Report how many lines in the listing contain the string "shown", treating uppercase and lowercase as different. Reply with the number alone.
━━━━━━━━
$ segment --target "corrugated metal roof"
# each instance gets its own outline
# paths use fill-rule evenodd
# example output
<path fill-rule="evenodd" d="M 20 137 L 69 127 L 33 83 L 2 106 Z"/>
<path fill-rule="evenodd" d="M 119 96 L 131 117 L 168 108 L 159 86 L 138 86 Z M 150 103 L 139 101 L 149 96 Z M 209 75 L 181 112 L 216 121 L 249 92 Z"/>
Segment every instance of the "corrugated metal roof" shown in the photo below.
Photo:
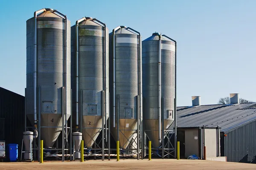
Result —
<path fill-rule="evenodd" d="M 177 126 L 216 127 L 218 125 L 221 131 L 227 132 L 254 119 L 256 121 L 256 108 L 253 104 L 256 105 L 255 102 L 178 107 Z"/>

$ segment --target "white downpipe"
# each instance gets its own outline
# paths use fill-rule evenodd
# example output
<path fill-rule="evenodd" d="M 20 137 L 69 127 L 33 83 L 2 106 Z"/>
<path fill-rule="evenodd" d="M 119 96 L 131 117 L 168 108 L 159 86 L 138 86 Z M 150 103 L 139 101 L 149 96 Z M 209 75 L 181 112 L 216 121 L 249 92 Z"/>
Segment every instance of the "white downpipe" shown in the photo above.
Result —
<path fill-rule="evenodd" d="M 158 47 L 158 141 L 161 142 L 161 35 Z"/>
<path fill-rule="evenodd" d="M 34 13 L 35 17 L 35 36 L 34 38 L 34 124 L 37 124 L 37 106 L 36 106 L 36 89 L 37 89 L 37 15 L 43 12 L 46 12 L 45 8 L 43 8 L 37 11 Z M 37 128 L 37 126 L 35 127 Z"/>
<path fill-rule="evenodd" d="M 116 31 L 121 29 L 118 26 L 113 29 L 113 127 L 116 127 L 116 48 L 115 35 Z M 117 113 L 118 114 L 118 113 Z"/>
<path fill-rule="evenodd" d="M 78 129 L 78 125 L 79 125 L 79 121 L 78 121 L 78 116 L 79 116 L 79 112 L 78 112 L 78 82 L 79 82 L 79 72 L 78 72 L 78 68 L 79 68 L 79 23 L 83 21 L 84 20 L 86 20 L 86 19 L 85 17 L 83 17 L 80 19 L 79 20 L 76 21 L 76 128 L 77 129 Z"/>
━━━━━━━━
WRITTEN RESPONSE →
2